(Excerpts of labeled region data)
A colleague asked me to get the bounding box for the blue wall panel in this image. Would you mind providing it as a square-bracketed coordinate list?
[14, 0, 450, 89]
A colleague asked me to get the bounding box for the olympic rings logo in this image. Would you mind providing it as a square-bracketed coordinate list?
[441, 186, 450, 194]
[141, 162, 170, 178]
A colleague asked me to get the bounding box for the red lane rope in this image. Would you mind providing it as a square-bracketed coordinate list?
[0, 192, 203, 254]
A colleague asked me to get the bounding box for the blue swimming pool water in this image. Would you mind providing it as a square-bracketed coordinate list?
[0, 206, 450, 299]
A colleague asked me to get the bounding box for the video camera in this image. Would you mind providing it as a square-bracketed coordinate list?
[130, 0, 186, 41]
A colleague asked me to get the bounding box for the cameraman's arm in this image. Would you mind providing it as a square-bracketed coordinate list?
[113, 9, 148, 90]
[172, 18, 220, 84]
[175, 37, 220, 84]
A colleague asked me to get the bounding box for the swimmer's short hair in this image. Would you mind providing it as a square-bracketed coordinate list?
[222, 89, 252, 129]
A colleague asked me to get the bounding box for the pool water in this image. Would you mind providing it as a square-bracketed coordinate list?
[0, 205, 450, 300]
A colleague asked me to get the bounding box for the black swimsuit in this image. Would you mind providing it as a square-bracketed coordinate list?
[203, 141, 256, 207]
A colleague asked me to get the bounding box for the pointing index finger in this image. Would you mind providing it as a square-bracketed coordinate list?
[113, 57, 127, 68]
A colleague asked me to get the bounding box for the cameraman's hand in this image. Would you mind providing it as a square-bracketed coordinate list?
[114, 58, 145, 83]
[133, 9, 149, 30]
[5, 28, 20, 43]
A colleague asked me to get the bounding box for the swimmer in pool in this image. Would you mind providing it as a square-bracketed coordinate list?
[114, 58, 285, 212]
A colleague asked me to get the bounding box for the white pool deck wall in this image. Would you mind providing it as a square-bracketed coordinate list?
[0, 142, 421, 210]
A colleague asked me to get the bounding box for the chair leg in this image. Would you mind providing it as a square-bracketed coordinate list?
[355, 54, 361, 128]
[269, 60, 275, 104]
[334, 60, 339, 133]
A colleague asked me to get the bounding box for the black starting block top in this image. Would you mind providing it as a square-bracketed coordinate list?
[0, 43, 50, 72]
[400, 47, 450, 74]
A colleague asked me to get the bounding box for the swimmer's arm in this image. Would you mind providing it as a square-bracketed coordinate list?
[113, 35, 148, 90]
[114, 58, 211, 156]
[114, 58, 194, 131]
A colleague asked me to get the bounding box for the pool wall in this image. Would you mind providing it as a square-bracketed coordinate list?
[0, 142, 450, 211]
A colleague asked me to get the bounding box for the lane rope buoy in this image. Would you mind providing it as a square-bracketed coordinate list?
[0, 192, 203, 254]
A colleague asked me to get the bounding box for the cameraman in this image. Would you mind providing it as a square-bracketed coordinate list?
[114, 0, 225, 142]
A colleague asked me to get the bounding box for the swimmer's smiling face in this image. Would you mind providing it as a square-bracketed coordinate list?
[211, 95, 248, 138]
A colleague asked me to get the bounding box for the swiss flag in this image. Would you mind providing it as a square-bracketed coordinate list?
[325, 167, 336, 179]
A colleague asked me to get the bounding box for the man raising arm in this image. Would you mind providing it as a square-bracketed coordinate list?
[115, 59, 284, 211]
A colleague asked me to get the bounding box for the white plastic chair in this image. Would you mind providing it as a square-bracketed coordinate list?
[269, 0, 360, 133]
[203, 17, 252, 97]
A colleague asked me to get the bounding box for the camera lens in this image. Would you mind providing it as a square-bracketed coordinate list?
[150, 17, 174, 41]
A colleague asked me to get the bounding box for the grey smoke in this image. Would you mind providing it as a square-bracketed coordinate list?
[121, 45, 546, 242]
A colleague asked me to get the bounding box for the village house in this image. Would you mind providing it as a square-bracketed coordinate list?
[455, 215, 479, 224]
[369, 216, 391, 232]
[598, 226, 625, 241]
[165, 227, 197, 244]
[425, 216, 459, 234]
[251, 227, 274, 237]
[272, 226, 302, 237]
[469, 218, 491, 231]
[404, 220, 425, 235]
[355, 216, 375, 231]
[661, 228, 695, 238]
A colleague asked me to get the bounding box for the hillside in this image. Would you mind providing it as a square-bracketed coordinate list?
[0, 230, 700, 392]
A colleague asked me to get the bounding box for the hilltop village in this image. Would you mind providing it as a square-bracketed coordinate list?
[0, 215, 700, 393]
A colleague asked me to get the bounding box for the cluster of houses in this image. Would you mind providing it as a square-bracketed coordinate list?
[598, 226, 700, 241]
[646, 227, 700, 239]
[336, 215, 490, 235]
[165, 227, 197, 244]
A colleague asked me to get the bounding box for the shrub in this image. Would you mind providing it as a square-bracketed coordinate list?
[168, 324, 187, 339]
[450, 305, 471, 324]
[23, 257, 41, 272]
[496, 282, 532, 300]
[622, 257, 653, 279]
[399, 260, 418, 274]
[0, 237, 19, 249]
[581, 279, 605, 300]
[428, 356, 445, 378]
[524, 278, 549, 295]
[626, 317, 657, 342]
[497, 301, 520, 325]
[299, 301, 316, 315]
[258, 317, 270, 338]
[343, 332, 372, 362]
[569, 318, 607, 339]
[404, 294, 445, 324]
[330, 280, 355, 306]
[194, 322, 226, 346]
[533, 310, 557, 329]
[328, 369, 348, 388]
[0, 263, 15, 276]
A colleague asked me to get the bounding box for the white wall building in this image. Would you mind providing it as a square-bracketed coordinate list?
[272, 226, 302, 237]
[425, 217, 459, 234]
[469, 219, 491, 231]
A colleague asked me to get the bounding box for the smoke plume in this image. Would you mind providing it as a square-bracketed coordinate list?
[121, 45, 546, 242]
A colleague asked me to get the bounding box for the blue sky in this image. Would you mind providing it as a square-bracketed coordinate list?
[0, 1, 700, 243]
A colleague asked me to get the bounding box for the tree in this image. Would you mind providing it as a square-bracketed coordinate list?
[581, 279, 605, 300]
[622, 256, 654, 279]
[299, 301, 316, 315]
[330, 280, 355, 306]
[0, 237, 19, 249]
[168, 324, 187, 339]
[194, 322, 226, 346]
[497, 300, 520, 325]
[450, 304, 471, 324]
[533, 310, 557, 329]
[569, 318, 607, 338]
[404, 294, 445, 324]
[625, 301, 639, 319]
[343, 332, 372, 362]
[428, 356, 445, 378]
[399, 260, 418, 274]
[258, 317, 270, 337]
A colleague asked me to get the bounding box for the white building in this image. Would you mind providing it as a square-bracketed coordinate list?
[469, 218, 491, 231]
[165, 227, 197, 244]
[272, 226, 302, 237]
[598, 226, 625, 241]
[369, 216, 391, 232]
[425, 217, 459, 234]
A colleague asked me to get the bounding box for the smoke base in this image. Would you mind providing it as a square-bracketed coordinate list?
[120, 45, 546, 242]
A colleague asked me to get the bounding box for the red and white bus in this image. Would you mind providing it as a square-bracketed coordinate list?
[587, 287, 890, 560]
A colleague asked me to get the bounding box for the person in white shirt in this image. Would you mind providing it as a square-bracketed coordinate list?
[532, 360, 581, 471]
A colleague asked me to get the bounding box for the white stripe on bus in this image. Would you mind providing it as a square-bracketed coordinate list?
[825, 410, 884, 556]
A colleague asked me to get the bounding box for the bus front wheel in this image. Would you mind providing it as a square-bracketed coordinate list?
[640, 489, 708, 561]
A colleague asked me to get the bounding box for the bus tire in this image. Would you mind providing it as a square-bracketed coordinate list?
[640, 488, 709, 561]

# [YOUR INSTRUCTIONS]
Please reproduce the lines above word for word.

# [ANSWER TO THIS TASK]
A colleague asked me to get the bounding box for the blue wall panel in this image. Would you mind providing it as a square-bracketed coordinate list?
[14, 0, 450, 89]
A colleague asked me to get the bounding box for the olympic rings logo in this image. Would you mind providing it as a square-bracketed coordinate list?
[441, 186, 450, 194]
[141, 162, 170, 178]
A colleague asked me to get the bounding box for the red lane rope in this image. Would you mind providing it as a square-bracketed coordinate list?
[0, 192, 203, 254]
A colleague asked me to get the bounding box for the blue swimming pool water in this image. Would you mind providing it as a square-bracketed coordinate list?
[0, 206, 450, 299]
A colleague asked me to get the bounding box for the video camera in this image. Would you mind providing it as a square-bracketed coordinate list?
[130, 0, 186, 41]
A colleague asked me to get the bounding box for the cameraman's arm in this image. Would you mind providing it as a square-bracketed coordinate list?
[113, 9, 148, 90]
[172, 18, 220, 84]
[175, 37, 220, 84]
A colleague asked me to get the bounding box for the swimmer's short hair in this image. Would you mind providing it as a square-bracketed coordinate list?
[222, 89, 252, 129]
A colleague asked me to get the bounding box for the pool water in this image. Would you mind providing it as a square-bracketed coordinate list?
[0, 205, 450, 300]
A colleague asked me to get the bounding box for the black swimsuit in this image. Would you mind providing it as a square-bracketed coordinate list?
[203, 141, 256, 207]
A colleague asked me to get the bounding box for the pointing index finger in this image. Would you mind providing it as a square-bracketed coordinate list?
[113, 57, 127, 68]
A colleague asked me to get the bounding box for the cameraman's hand in this image. Would you mind providing it as a square-bracketed coordinate list?
[114, 58, 145, 83]
[133, 9, 149, 30]
[5, 28, 20, 43]
A colleague asked me to get the bounding box for the swimmer in pool in this image. Would you mind providing it as a square-bracketed coordinate list?
[114, 58, 285, 212]
A colleague asked me to get the bounding box for the white pool deck wall in this image. Would you mind providing it as a square-bracketed coordinate list?
[0, 142, 421, 210]
A colleague asked me to get the bounding box for the chair leg in this image. Would you mind providing it as a square-bracketed coordinate list?
[355, 54, 361, 128]
[269, 60, 275, 104]
[334, 60, 339, 133]
A colleague asked me to get the bounding box for the black starting block top in this image. Would you mind providing it as a square-bracketed coordinate list?
[0, 43, 50, 72]
[400, 47, 450, 74]
A colleague asked me to get the bounding box for the swimmer's arm in this image. Would you mind providing it as a square-bracketed coordinate list?
[113, 35, 148, 90]
[114, 58, 211, 156]
[114, 58, 194, 131]
A colleague asked me to get the bounding box for the pool wall in this image. Would you mind providing it as a square-bracketed coordinate list?
[0, 142, 450, 211]
A colleague asked me to get the bounding box for the lane rope buoy in this image. Would you mind providing it as a square-bracketed coordinate list?
[0, 192, 203, 254]
A colleague asked me to get the bounding box for the cameraman in this image. Would you mind providing it as a square-bracketed coordinate list?
[114, 0, 225, 142]
A colleague asked me to get the bounding box for the swimmer's smiling face in this image. Would you mind providing it as a square-bracketed coordinate list?
[211, 95, 248, 138]
A colleague asked me to get the bounding box for the swiss flag in this image. Would you mind providing it as a square-bracketed coordinate list?
[325, 167, 336, 179]
A colleague asked me to get the bounding box for the man raising arm in this image. Would you mind providing it as a square-bracketed coordinate list?
[115, 59, 284, 211]
A colleague asked me to get the bounding box for the white plastic chair in this image. Would you mind providing it as a square-bracketed coordinate list?
[269, 0, 360, 133]
[203, 17, 252, 97]
A colleague asked me to get the bounding box for the camera lens in this image. Would you mind providing it as a square-bracketed coordinate list?
[150, 17, 174, 41]
A colleague asked me to get the bounding box for the grey smoke in this image. Would you mind providing it as a square-bracketed coordinate list?
[121, 45, 546, 242]
A colleague asked me to get the bounding box for the village house in this image. Would you mind providing it as a square-bracketed coordinate list?
[455, 215, 479, 224]
[369, 216, 391, 232]
[598, 226, 625, 241]
[165, 227, 197, 244]
[425, 216, 459, 234]
[251, 227, 274, 237]
[272, 226, 302, 237]
[469, 218, 491, 231]
[404, 220, 425, 235]
[355, 216, 375, 231]
[661, 228, 695, 238]
A colleague asked me to get the bounding box for the hillside in this image. Would you mind providing it as a square-bracketed coordinate list?
[0, 230, 700, 392]
A colleague asked me to get the bounding box for the hilltop village in this image. Would you mind providing it as a square-bracketed coordinate list?
[0, 215, 700, 393]
A colleague asked me to get the bounding box for the cluster of houses in this image. Would you mind providing it as a square-bracketed coordinate list?
[598, 226, 700, 241]
[646, 227, 700, 239]
[336, 215, 490, 235]
[165, 227, 197, 244]
A colleague asked me to get the bounding box for the shrub in this image. Would you mind providing it as a square-bracketed coordinate list?
[168, 324, 187, 339]
[450, 305, 471, 324]
[23, 257, 41, 272]
[496, 282, 532, 300]
[622, 257, 653, 279]
[399, 260, 418, 274]
[0, 237, 19, 249]
[581, 279, 605, 300]
[428, 356, 445, 378]
[524, 278, 549, 295]
[626, 317, 657, 342]
[497, 301, 520, 325]
[299, 301, 316, 315]
[258, 317, 270, 338]
[343, 332, 372, 362]
[569, 318, 607, 339]
[404, 294, 445, 324]
[330, 280, 355, 306]
[194, 322, 226, 346]
[533, 310, 557, 329]
[328, 369, 348, 388]
[0, 263, 15, 276]
A colleague asked me to get the bounding box for the white wall building in this image. Would you mind providing it as a square-bracketed coordinate list?
[272, 226, 302, 237]
[425, 217, 459, 234]
[469, 219, 491, 231]
A colleague asked me to get the bounding box for the smoke plume in this image. Would you mind providing it as a square-bracketed coordinate list?
[121, 45, 546, 242]
A colleague asked me to get the bounding box for the blue sky in this image. Would you mind providing it as a square-bracketed coordinate list?
[0, 1, 700, 243]
A colleague asked me to get the bounding box for the tree in this image. Would you mind providing it as a square-bracketed coordinate list?
[581, 279, 605, 300]
[622, 256, 654, 279]
[299, 301, 316, 315]
[330, 280, 355, 306]
[0, 237, 19, 249]
[168, 324, 187, 339]
[194, 322, 226, 346]
[497, 300, 520, 325]
[450, 304, 471, 324]
[533, 310, 557, 329]
[569, 318, 607, 338]
[404, 294, 445, 324]
[625, 301, 639, 319]
[343, 332, 372, 362]
[428, 356, 445, 378]
[399, 260, 418, 274]
[258, 317, 270, 337]
A colleague asked me to get the bounding box for the white building in this image. Would you mind providing it as a square-bracketed coordinate list?
[469, 218, 491, 231]
[165, 227, 197, 244]
[272, 226, 302, 237]
[598, 226, 625, 241]
[369, 216, 391, 232]
[425, 217, 459, 234]
A colleague asked me to get the bounding box for the smoke base in this image. Would you mind providing it as a square-bracketed coordinate list?
[120, 45, 546, 242]
A colleague asked me to get the bounding box for the red and white bus in this image. Would you mind providing it as a square-bracketed coordinate list?
[587, 287, 890, 560]
A colleague asked me to get the bounding box for the person in white shirt in this image. Would you mind providing it as a square-bracketed coordinate list?
[532, 360, 581, 471]
A colleague asked me to get the bounding box for the white stripe on bus in this image. Would you mind providing it as a square-bracketed coordinate list?
[825, 410, 884, 556]
A colleague asked me to get the bounding box for the bus front wheel in this image. Would you mind providing it as a square-bracketed coordinate list?
[640, 489, 708, 561]
A colleague asked me to get the bounding box for the bus tire in this image. Would you mind providing it as a square-bracketed coordinate list?
[640, 488, 709, 561]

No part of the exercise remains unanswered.